PETUNJUK TUGAS 1:
Ketik ulang bagian tulisan tentang Bontang di bawah ini, mulai dari "Bontang : Episode" sampai dengan "simak ceritanya. Cekidot.....", termasuk kedua bagian tersebut.

BACAAN TERSEDIA:
Kamis, 13 Februari 2014

Bontang : Episode 7

Setelah episode sebelumnya penulis meramu "negeri di atas laut", lalu ada apa dengan Bontang di episode 7 ini? ceilaa...udah macam sinetron aja yah. Hehe..... Yaaaah...inilah Safni berusaha membawa pembaca sekalian untuk mengetahui alur cerita berbeda disetiap tahapan. Langsung saja guyss mari kita simak ceritanya. Cekidot.....

Episode 7 : 

Setidaknya Bontang patut berbangga karena kota kecil ini pun mampu melahirkan kisah nyata penuh inspiratif yang disajikan dalam bentuk film. Nah, pada kesempatan yang berbahagia ini namun mata sedang mengantuk, penulis mencoba untuk melakukan review terhadap film tersebut. Review kali ini pastinya rasanya beda banget. Berasa lebih gregetan aja gitu karena beberapa scene dominan dilakukan di Bontang. Belum lagi 2 pemain utamanya (Kak Hudri dan Kak Yahya) kebetulan adalah teman sekaligus tetangga penulis. Oh yah plus kebetulan penulis sempat mengikuti langsung satu scene bertempat di Taman Prestasi Bontang Lestari. Gak ikut nongol di layar lebar sih, tapi setidaknya kan bisa melihat secara live gitu proses pembuatan filmnya. Haha.....  

Penulis bersama Kak Olga Lidya & teman-teman PKT 69 (2013)

BARIS SUMBER:
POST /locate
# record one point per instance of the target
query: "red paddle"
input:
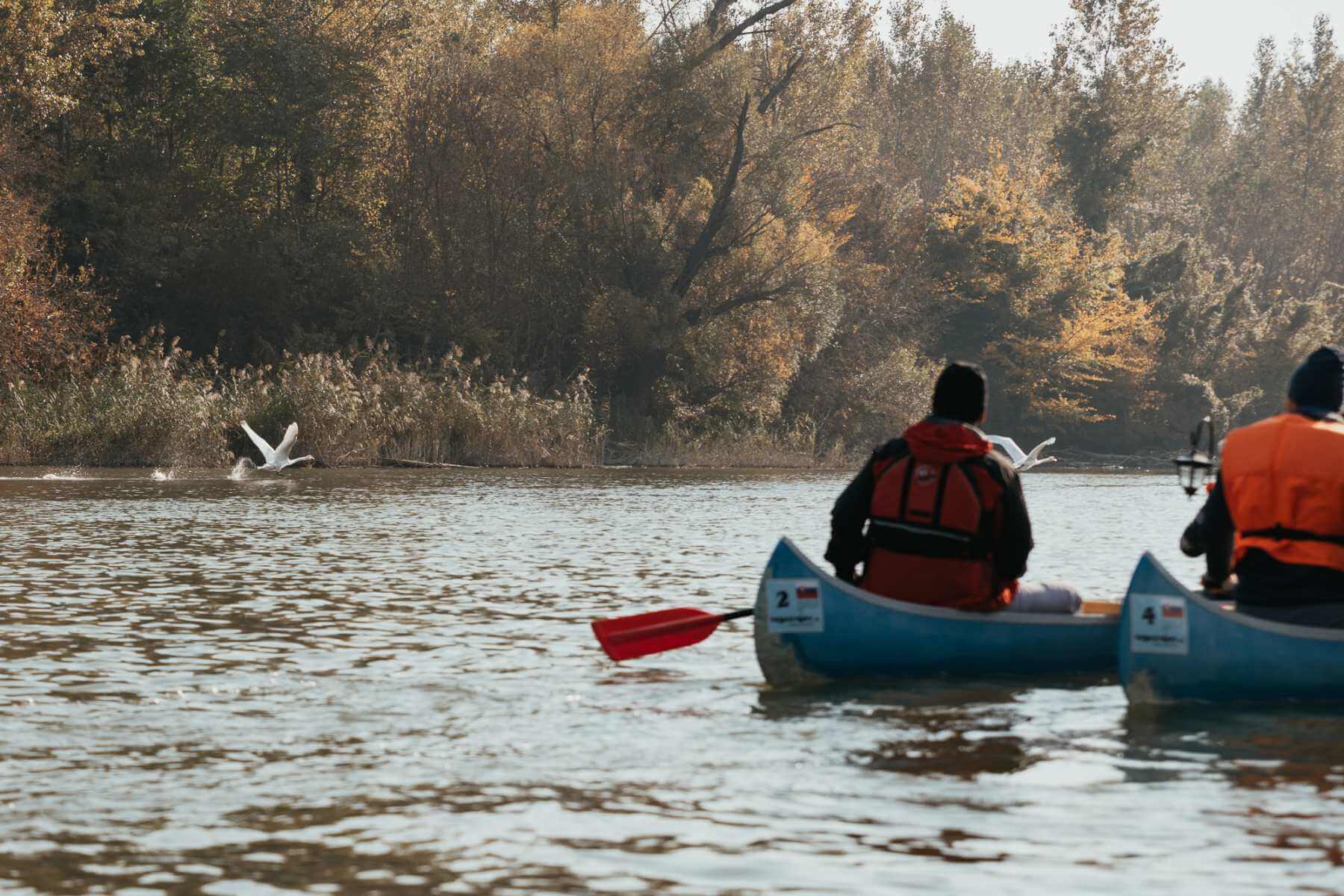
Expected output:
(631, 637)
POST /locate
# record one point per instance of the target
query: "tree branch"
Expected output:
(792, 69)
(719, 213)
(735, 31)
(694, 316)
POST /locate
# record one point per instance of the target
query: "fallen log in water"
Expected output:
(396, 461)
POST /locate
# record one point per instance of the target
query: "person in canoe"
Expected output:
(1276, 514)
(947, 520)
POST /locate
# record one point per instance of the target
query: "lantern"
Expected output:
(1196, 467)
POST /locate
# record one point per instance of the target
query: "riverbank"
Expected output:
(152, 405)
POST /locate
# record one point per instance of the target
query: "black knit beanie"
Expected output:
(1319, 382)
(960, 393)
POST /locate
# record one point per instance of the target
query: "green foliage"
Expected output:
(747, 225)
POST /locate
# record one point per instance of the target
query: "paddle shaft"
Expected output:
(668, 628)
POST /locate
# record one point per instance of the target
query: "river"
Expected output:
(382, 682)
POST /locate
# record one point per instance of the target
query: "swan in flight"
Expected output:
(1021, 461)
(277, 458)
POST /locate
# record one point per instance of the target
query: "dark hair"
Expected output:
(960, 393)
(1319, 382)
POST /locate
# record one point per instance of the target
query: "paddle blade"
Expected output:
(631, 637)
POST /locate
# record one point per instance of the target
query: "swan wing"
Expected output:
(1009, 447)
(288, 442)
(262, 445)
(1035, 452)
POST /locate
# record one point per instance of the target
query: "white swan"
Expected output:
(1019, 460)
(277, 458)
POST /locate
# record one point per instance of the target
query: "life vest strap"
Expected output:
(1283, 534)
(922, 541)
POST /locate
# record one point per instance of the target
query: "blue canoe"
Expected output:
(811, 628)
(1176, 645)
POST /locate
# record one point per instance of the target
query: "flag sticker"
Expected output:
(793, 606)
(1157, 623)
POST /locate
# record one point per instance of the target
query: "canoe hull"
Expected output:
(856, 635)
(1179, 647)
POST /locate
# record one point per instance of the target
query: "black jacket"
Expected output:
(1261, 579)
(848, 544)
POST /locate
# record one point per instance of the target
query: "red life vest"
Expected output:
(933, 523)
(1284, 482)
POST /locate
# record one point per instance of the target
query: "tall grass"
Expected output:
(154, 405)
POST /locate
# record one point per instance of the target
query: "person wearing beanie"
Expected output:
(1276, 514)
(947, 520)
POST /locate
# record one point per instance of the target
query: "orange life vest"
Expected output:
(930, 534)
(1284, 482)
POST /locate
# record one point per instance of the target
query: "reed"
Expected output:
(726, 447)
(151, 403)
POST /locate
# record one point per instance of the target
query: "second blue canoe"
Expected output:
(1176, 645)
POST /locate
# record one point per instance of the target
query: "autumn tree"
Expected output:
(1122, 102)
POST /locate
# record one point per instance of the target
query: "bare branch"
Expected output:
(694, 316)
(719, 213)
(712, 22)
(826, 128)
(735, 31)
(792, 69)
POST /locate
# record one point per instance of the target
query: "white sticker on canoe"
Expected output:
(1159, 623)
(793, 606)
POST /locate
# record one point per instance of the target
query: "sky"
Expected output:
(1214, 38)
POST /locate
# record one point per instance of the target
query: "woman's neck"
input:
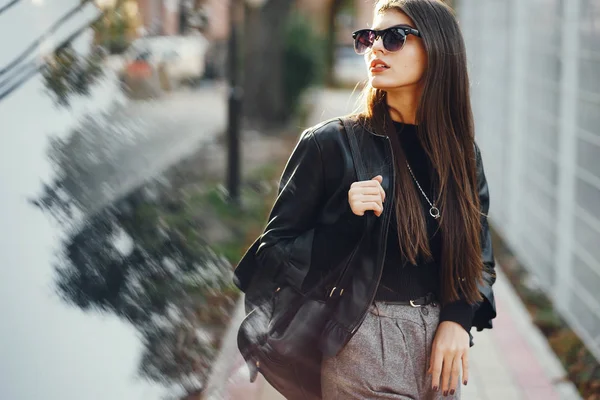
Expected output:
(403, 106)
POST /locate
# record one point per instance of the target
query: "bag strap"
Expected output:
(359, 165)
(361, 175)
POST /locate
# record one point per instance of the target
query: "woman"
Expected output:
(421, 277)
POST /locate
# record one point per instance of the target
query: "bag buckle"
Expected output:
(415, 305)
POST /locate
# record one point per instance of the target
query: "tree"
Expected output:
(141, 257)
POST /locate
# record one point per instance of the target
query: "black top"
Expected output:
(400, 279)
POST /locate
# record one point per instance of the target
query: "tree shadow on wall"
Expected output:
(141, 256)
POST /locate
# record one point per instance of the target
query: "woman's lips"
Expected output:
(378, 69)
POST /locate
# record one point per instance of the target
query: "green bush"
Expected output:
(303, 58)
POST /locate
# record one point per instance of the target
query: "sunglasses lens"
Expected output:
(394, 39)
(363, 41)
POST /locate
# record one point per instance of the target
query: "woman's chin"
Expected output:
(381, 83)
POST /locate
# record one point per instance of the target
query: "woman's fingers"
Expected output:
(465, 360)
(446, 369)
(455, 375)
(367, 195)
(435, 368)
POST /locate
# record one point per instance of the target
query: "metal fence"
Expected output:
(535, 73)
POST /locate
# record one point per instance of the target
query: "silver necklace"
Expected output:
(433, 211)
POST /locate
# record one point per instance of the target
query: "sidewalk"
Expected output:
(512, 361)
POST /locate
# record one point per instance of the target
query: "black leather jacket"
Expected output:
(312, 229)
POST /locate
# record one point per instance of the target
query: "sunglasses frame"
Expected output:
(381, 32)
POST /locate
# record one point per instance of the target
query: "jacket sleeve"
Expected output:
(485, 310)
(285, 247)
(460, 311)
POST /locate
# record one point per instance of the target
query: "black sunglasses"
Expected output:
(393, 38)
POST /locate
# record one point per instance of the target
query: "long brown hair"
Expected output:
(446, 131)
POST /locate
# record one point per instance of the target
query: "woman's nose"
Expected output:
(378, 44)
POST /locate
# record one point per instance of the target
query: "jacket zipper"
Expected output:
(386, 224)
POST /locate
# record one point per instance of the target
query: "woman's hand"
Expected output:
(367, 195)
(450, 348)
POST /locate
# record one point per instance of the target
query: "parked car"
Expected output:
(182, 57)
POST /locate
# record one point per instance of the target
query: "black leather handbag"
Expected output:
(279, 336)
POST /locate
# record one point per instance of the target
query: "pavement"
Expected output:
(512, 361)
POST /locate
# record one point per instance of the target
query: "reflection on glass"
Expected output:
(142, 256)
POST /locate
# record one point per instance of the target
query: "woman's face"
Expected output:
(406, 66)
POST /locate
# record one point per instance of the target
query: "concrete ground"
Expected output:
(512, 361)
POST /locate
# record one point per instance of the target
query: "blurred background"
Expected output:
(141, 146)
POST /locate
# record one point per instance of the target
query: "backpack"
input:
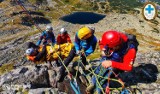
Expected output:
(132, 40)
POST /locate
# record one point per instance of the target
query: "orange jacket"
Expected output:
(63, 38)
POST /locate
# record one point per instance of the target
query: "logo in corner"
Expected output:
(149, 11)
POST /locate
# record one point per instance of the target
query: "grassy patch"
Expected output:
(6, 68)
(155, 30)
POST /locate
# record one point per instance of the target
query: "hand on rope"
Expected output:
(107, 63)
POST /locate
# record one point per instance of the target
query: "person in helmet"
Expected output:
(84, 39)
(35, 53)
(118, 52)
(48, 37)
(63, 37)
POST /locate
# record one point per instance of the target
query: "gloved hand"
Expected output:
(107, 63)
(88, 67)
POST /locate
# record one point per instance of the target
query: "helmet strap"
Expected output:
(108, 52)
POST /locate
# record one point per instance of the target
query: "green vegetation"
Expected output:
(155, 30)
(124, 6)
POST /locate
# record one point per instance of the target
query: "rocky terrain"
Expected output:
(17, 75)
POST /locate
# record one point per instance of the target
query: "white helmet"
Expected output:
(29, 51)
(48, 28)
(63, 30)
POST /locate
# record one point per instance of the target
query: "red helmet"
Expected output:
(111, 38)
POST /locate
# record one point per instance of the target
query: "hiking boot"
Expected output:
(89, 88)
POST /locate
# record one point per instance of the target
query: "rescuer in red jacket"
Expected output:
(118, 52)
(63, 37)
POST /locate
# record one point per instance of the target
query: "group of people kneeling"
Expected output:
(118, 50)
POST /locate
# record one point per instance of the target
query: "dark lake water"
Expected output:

PETUNJUK TUGAS 2:
Pilih dan salin setiap baris di atas yang memuat kata "beanie".

PEMBAHASAN JAWABAN 1:
Bontang : Episode 7

Setelah episode sebelumnya penulis meramu "negeri di atas laut", lalu ada apa dengan Bontang di episode 7 ini? ceilaa...udah macam sinetron aja yah. Hehe..... Yaaaah...inilah Safni berusaha membawa pembaca sekalian untuk mengetahui alur cerita berbeda disetiap tahapan. Langsung saja guyss mari kita simak ceritanya. Cekidot.....

PEMBAHASAN JAWABAN 2:
query: "black knit beanie"
query: "person wearing beanie"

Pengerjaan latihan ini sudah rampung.